Yoon Kyung Kim was an author and Japanese language instructor at the University of Toronto, living between 1989 and 2024. Born in Seoul, Korea, Kim moved to Vancouver, B.C. with her family in 2004. Kim attended the University of British Columbia, earning a B.A. in English and psychology in 2012. From summer 2009, Kim started to travel widely whenever she was able, and left impressions of the places she visited in fictional works, nonfiction prose, illustrations, and photographs. Kim moved to Toronto in 2013 and pursued an M.A. degree in East Asian studies at the University of Toronto, studying the politicization of court poetry in medieval Japan. After earning the M.A. in 2015, Kim went on to teach the Japanese language at the Department of East Asian studies in 2015, but gave up her post in 2017 to focus on writing. During the pandemic, her travellogues with illustrations gained popularity and international recognition. Kim went back to studying in 2022 and pursued an M.I. degree in archiving and records management at the University of Toronto. She died November 11, 2024. Kim is best known for her novel “Pen-Man-Ship,” an interpretation of the Korean folk tale “Keum-o sinhwa” in the contemporary Canadian context, “The Pelican Pilot,” and “Midnight Letters from Around the World,” a collection of illustrated travellogues.
Born January 1st, 1995 in Markham, David Slipetz grew up north of Toronto in Newmarket, ON. Here he attended Notre Dame Catholic Elementary School and Sacred Heart Catholic High School. He lived between Singapore and Malaysia in the summers of 2009 - 2012 during the summers of high school with his father that worked abroad. In 2012 he began his degree at McMaster University studying Anthropology. He lived and studied abroad in Japan for the school year of 2016 - 2017. He continued his studies of Anthropology with a focus on archaeology and participated in two academic archaeological expeditions during the following summers in Italy and Greece respectively. Upon return, he graduated with his degree in Honours Anthropology in 2018. He returned to graduate studies in 2024 as a Master's Graduate Student at the iSchool of University of Toronto studying Archives & Records Management & Museum Studies in the Combined Degree Program.

Task requirements.
#1 Which countries outside Canada do the biographical sketches say David Slipetz lived in, studied in, or joined expeditions in? List them all.
#2 According to the biographical sketches, in what year did Yoon Kyung Kim move to Toronto?
#3 Pick up the biographical sketches after their final sentence and carry them further.

Supplied records.
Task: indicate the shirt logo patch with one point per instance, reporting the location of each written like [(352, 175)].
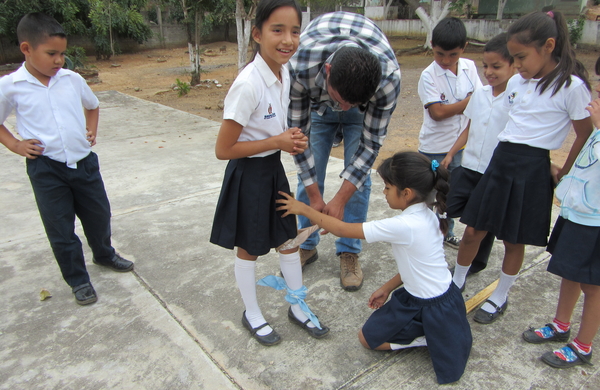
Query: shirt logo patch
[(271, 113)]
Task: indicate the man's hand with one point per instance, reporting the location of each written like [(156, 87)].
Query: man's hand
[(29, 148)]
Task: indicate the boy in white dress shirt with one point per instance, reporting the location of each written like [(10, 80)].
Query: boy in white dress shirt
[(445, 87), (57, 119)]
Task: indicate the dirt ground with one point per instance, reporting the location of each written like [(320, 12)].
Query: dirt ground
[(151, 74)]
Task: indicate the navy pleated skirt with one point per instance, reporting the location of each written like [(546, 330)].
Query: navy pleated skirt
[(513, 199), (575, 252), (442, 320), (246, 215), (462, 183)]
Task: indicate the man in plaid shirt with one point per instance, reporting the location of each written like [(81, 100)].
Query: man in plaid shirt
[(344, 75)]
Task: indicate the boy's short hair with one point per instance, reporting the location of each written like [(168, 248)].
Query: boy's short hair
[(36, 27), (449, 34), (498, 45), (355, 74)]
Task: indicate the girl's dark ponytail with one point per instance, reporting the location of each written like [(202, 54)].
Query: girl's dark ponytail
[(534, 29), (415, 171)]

Answer section.
#1 Singapore, Malaysia, Japan, Italy, Greece

#2 2013

#3
David Slipetz also travelled extensively. Living abroad for multiple months to years at a time. In 2022 he travelled to New Zealand and Australia where he lived for a year abroad on a Working Holiday Visa. After this year abroad he moved to Portugal in 2023 to partake in another Working Holiday Visa. As David extensively travelled around the world for his personal, professional and academic life he built a substantial photographic record. It appears that photography acted as an avenue of documentation and an artistic outlet for David which marked the beginning of his career in travel photography. As such, much of the fonds consists of the records of David's travel, photography and as persistent representations of the activities he engaged with.
Victoria Kwok was born in Hong Kong on February 5, 1969, to a first-generation family from Chaozhou, Guangdong. From 1987 to 1990, she attended the Chinese University of Hong Kong (CUHK) for her B.A. in Religious Studies and Italian Studies. Her year abroad in Siena, Italy in her undergraduate programme sparked her interest in food. Following her M.A. in Food Studies (1991-1993) at the University of Toronto (UofT), she completed an Italian cuisine chef training programme in the Scuola di Arte Culinaria from 1993 to 1995.
After working as a chef in Palermo, Italy, she returned to Hong Kong and held a research position at the University of Hong Kong from 2005 to 2015. During this time, her interest shifted from Italian cuisine to the food history of Hong Kong. In 2013, "A History of Cha Chaan Teng" was published.
In 2016, she migrated to Toronto and earned her PhD at the UofT in East Asian Studies (2016-2021), specialising in the Cantonese food culture in diasporic communities. She is a researcher at the same institution where she continues her food history research.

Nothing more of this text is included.